Text under study.
════════

How Data Scientists Are Shaping
the Future of Electromobility.

The BMW Group’s Gen6 high-voltage batteries are a technological leap, offering major improvements in energy density, charging speed and range. Preparations for their series production are currently underway, with the BMW Group building five new assembly sites – at Irlbach-Straßkirchen (Lower Bavaria), Debrecen (Hungary), Shenyang (China), San Luis Potosí (Mexico) and Woodruff (USA).

Before series production can begin, all the new processes have to be developed and tested at the pilot plants in Parsdorf, Hallbergmoos and the Research and Innovation Centre, FIZ, in Munich. The linchpin in the operation is the data scientist and IT project manager Patrick Zimmermann. He is responsible for implementing the Industrial Internet of Things (IIoT) and data analytics in high-voltage battery production.

“I coordinate an interdisciplinary team that oversees the entire data processing chain, from data provision at the manufacturing facilities to edge applications,” Zimmermann explains. His job is to create the foundation for linking and analysing the global network of production lines.

Zimmermann’s role is at the intersection between IT and production, so he needs a detailed understanding not only of production technologies but of complex software architectures too. “Not every analysis or AI solution that performs well in one industry or use case will work equally well in battery production,” he explains.

Because Gen6 high-voltage battery production involves a number of completely new production processes, data scientists have to explore new horizons. By linking sensor data, process information and machine interfaces, they are developing systems that can autonomously assess quality and efficiency. Close coordination with the specialist departments responsible is essential in development and production.

A key element in high-voltage battery production is the zero-defects approach. This uses numerical as well as visual representations from the systems along with integrated in-line AI-supported quality checks.

════════

Tasks.
1. In the electromobility article, shorten the paragraph beginning "Because Gen6 high-voltage battery production" into a bulleted list that keeps its main facts.
2. Name every new assembly site that the electromobility article says the BMW Group is building, along with the region or country given for each.
3. Reproduce the passage of the electromobility article from "Because Gen6 high-voltage" to "development and production." word for word.

════════

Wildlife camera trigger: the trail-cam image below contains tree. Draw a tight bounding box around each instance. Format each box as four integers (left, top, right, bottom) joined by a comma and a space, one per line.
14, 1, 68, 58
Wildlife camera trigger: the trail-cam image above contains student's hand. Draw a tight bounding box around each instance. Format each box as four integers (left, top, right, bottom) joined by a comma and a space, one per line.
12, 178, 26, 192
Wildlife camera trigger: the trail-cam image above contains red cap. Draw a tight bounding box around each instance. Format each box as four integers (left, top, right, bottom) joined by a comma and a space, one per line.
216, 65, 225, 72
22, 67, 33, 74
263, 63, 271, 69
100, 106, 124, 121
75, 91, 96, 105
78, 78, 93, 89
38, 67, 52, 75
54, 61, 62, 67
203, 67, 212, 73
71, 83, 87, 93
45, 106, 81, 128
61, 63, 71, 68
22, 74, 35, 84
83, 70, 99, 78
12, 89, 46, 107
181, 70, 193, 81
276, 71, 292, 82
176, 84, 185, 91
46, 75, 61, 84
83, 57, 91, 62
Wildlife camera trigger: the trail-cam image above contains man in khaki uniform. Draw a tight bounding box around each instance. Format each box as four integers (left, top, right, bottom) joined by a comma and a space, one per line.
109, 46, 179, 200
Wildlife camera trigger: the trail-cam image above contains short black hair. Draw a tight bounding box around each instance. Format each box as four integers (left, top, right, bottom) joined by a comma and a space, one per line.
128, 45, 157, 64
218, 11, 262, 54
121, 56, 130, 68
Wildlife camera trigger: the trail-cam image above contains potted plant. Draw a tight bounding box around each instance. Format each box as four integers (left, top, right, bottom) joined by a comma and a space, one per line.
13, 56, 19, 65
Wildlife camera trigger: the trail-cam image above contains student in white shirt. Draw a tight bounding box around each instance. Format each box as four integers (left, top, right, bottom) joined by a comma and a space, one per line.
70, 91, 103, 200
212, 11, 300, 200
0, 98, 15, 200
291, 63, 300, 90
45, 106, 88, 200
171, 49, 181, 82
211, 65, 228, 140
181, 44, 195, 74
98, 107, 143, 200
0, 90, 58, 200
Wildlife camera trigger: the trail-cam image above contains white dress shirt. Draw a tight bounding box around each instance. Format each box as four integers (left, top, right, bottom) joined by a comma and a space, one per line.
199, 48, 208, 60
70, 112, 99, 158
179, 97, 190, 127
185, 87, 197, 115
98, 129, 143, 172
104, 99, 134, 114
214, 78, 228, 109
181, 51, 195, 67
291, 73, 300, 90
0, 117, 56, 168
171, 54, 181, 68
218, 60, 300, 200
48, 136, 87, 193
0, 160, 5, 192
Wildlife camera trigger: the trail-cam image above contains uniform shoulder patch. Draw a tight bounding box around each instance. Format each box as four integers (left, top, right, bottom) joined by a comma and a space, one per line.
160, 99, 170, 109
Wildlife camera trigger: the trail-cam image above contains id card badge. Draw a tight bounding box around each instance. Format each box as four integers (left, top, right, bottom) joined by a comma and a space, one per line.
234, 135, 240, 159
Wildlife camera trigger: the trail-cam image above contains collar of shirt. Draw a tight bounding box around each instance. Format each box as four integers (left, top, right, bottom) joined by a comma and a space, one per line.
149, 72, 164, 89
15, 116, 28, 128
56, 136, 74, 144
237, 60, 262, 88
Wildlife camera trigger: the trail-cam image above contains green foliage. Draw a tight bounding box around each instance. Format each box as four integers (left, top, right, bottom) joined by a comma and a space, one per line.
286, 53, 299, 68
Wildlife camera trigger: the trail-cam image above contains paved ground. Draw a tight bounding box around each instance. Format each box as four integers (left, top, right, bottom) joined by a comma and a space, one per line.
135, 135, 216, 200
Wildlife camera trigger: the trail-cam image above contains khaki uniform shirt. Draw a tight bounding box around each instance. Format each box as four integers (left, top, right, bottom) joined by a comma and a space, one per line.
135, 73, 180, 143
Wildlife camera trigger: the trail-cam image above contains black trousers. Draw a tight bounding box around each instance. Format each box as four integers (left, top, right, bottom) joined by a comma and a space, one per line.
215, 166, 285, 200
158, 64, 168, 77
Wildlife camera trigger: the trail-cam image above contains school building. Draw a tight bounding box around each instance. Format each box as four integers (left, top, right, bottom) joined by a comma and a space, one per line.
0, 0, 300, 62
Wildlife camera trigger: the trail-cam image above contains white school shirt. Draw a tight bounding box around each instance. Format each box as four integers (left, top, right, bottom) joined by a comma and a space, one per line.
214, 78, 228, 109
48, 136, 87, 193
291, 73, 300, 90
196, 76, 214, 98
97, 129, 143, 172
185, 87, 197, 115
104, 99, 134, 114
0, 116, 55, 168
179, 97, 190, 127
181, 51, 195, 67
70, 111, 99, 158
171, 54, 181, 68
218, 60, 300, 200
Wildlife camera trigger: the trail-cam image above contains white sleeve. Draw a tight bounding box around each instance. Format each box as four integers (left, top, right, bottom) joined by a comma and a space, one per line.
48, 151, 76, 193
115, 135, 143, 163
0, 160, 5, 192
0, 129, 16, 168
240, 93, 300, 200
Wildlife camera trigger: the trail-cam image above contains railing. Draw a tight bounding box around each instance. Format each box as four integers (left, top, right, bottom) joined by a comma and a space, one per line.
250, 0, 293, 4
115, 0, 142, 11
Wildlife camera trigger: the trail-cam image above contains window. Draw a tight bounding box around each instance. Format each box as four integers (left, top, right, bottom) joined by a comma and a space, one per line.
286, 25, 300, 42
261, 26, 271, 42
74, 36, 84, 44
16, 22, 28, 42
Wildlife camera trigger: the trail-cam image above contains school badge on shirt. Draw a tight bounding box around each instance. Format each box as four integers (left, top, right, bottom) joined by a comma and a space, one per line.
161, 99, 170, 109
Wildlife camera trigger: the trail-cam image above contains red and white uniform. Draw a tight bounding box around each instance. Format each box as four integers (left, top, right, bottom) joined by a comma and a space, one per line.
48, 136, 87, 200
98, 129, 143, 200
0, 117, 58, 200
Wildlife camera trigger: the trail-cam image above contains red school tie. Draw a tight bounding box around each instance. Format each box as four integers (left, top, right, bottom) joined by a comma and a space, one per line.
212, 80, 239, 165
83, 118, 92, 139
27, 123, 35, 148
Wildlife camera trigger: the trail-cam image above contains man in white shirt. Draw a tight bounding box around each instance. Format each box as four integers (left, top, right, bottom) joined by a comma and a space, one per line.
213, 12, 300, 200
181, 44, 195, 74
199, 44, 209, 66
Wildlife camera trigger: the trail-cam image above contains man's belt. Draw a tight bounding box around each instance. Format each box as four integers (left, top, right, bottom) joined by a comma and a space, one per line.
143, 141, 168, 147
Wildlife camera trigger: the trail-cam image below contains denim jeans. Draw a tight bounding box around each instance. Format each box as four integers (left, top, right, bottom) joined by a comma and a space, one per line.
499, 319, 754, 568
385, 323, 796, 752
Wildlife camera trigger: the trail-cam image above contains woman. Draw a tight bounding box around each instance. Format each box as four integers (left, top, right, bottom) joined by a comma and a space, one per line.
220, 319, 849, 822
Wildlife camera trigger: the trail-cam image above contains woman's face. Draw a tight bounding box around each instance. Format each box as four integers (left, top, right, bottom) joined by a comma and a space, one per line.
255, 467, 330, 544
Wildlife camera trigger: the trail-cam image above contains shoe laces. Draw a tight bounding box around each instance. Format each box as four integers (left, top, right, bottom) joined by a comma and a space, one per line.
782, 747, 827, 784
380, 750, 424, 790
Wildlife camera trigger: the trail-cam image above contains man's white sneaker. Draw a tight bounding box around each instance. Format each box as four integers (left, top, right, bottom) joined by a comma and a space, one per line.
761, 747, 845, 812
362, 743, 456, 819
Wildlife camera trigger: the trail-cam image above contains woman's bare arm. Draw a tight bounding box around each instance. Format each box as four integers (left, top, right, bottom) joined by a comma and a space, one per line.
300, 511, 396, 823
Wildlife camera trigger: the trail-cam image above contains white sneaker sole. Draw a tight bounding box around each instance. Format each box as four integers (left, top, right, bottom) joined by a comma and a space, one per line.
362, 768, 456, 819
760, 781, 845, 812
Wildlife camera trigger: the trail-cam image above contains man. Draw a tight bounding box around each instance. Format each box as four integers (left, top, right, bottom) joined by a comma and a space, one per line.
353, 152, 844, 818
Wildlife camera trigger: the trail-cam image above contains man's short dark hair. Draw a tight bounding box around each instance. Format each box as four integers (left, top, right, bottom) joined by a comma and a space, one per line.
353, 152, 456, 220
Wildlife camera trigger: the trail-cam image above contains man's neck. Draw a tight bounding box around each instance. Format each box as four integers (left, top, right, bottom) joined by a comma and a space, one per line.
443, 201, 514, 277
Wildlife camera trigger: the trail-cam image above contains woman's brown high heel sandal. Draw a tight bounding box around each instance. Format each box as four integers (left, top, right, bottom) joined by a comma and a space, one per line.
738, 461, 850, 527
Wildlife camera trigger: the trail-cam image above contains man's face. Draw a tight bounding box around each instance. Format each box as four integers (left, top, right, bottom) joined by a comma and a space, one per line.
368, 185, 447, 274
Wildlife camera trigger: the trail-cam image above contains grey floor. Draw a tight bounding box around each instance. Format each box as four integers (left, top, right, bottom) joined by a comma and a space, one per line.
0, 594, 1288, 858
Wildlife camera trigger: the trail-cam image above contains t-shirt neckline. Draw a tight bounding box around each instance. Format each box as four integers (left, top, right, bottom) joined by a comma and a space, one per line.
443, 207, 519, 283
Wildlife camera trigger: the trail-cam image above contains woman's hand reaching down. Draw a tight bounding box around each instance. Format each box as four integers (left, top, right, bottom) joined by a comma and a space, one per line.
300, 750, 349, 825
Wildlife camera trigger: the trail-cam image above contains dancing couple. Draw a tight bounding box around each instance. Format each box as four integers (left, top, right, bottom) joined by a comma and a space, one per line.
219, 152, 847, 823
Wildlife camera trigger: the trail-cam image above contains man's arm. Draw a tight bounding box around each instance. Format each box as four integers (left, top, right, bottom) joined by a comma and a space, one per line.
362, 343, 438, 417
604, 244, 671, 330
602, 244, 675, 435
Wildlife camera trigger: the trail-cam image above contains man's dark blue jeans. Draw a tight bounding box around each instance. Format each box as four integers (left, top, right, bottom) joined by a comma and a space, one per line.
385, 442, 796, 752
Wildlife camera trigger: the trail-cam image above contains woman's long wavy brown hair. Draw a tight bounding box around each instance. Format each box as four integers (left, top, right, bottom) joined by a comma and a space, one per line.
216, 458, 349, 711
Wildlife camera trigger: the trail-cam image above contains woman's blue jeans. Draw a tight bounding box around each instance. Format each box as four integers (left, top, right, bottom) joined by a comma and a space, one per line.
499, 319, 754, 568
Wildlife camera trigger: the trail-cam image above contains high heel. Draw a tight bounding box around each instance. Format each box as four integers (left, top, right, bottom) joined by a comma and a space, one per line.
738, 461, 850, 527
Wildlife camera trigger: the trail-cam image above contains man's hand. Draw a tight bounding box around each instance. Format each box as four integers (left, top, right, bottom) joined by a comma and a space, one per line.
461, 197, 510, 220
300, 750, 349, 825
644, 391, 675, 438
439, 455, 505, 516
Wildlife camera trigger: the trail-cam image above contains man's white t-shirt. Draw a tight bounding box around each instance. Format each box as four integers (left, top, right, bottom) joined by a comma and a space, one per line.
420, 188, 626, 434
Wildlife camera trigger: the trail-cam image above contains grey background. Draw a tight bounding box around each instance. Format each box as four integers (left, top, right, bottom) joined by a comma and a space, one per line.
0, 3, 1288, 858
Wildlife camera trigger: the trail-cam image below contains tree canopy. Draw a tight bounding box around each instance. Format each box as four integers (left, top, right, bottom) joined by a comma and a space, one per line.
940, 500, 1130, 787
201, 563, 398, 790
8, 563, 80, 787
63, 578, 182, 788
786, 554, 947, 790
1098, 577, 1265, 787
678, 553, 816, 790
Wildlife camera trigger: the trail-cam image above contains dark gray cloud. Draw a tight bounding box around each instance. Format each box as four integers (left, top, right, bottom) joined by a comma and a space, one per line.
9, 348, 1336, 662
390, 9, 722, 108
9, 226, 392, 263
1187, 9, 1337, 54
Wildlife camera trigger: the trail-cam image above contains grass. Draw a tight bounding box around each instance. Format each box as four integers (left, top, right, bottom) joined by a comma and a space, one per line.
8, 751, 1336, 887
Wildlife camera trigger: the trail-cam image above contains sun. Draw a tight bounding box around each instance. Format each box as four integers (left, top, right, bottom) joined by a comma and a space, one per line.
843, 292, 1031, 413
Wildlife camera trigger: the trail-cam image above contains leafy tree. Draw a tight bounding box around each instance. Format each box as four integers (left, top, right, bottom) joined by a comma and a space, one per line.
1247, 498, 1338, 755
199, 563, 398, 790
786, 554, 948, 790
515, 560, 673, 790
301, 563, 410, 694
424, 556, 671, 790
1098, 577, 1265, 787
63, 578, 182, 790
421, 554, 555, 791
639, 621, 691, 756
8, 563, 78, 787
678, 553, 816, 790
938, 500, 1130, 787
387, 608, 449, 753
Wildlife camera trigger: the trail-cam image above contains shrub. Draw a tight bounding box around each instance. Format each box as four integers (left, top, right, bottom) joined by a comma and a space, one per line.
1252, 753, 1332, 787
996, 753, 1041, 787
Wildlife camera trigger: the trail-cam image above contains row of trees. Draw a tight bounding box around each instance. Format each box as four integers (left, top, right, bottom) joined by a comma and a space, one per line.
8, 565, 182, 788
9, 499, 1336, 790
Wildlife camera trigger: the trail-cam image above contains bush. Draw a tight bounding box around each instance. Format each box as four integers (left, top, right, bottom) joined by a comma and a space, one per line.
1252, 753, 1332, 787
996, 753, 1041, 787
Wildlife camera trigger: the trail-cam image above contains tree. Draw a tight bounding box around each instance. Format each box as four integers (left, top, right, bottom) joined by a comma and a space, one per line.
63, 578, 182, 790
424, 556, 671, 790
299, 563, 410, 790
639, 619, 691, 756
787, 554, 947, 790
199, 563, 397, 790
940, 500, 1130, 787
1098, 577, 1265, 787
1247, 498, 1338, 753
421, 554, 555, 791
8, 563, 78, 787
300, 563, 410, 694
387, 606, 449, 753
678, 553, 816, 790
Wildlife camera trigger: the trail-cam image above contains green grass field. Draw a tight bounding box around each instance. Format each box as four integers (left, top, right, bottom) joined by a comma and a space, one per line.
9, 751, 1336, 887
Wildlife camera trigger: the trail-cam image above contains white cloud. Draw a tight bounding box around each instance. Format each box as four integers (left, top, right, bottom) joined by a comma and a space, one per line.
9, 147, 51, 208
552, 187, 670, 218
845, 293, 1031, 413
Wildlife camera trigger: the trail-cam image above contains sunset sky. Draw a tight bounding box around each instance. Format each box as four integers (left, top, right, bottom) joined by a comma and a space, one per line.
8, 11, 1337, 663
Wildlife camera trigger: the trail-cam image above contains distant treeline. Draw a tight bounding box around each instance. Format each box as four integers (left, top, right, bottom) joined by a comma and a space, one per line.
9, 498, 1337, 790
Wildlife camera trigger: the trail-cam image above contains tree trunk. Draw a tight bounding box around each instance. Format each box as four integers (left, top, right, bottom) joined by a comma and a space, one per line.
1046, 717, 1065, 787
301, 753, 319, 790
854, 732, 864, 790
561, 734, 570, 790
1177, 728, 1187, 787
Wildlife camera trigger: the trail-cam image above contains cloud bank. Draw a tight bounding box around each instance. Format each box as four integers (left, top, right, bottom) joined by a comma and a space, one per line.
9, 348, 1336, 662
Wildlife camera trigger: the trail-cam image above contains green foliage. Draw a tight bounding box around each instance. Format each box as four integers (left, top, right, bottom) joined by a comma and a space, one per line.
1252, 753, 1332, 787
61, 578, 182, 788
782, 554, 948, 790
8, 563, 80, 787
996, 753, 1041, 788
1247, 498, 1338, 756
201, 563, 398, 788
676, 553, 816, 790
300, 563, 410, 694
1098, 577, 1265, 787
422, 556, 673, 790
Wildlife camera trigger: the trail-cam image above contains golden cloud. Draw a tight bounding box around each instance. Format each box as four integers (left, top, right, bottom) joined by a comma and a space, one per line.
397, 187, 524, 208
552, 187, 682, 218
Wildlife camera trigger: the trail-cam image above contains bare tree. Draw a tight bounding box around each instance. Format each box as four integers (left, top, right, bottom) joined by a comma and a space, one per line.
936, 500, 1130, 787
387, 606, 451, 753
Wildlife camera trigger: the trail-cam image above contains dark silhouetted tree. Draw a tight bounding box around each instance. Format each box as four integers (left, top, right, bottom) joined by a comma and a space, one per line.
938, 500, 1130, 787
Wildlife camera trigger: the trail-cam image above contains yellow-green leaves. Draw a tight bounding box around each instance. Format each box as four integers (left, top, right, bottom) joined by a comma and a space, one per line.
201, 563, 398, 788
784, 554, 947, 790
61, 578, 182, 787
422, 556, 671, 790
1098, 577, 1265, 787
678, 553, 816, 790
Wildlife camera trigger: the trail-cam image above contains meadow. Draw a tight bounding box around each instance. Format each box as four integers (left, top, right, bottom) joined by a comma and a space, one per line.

════════

Results of the exercise.
1.
- Gen6 high-voltage battery production involves several completely new processes, so data scientists must explore new horizons.
- They link sensor data, process information and machine interfaces to develop systems that assess quality and efficiency autonomously.
- Close coordination with the responsible specialist departments is essential in development and production.

2.
- Irlbach-Straßkirchen (Lower Bavaria)
- Debrecen (Hungary)
- Shenyang (China)
- San Luis Potosí (Mexico)
- Woodruff (USA)

3.
Because Gen6 high-voltage battery production involves a number of completely new production processes, data scientists have to explore new horizons. By linking sensor data, process information and machine interfaces, they are developing systems that can autonomously assess quality and efficiency. Close coordination with the specialist departments responsible is essential in development and production.